The spray drying process consists of pumping a suspension or a solution to a spray nozzle, then drying the resulting droplets in a chamber containing a stream of hot gas (usually air but could be nitrogen for oxidation-sensitive materials) and finally collecting with a cyclone (or other technique) the dry granules formed [1]. Depending on the way in which the suspension is atomized into fine droplets, a distinction is made between pressure nozzle atomizers, rotary atomizers and pneumatic atomizers [8]. The gas flow can be in the same direction as the spray (so-called co-current atomization) or in the opposite direction (so-called counter-current atomization). The shear rates experienced by the suspension during spraying can reach values as high as 106 s−1 [9]. To encapsulate a ceramic powder in a polymer, spray drying can be used as it has been the case with alumina, glass or silicon carbide powders [[2], [3], [4],10]. The granule size increases with the suspension viscosity [9], solid content [11,12], surface tension [1], particle size [13], feed rate [1] and nozzle diameter [1]. It decreases with the density of spraying gas, atomization pressure [1] and, for rotary atomizers, with rotational speed and diameter of the rotating disc [8]. During the drying of the granules (after spraying), the species in solution tend to migrate with the liquid to the surface. This phenomenon leads to segregation of the species in solution, most of which are then found on the surface. Typically, this occurs when using suspensions with organic additives, such as binders. Although the binders have a certain affinity with the oxide surfaces, a large part of them is found in solution. For example, Baklouti et al. determined that the adsorption limit of polyvinyl alcohol (PVA) on the alumina surface is around 0.6 mg/m2 [14]. Therefore, when the amount is higher, the binder remains in solution and migrates to the surface of the droplets during drying. Binder segregation is promoted by a high binder content, a large amount of liquid, large granule and drop sizes, and a high solvent evaporation rate [15].

## Set problem a
Update the rows from the line containing "Task: put a dot on each instance of the red snowflake" down through the end of the rows, replacing "put a dot on" with "mark" and keeping everything else the same. Leave the pictures out of your answer.
The passage and the rows come from different sources.

## Data listing
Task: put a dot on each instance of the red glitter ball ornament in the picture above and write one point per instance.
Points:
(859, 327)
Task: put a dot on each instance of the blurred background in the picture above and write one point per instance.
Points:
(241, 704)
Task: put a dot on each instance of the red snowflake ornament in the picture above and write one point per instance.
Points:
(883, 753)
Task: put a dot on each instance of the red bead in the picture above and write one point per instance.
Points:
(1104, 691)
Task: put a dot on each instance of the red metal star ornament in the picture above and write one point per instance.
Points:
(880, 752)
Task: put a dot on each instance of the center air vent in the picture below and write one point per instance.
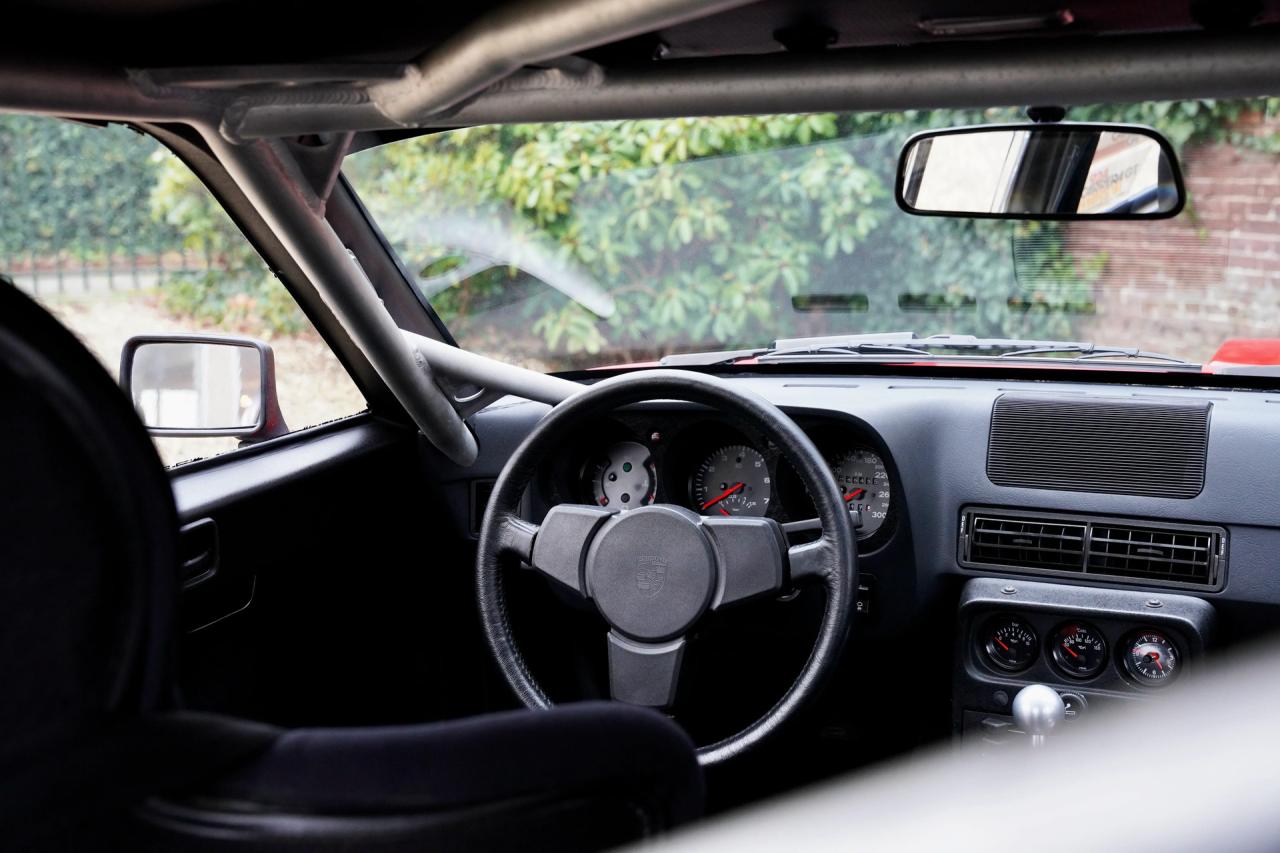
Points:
(1027, 542)
(1148, 552)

## Set problem b
According to the spray drying text, what gas can replace air in the drying chamber for oxidation-sensitive materials?

## Expected answer a
Task: mark each instance of the red snowflake ornament in the picture above and write one point per instance.
Points:
(883, 753)
Task: mark each instance of the red bead in the picture above and write one point per instance.
Points:
(1104, 691)
Task: mark each instance of the red metal star ornament in the picture above and write one point per instance.
Points:
(880, 752)
Task: mark each instance of the center air vent in the picture below and write one point per instance.
Points:
(1027, 542)
(1148, 552)

## Expected answer b
Nitrogen.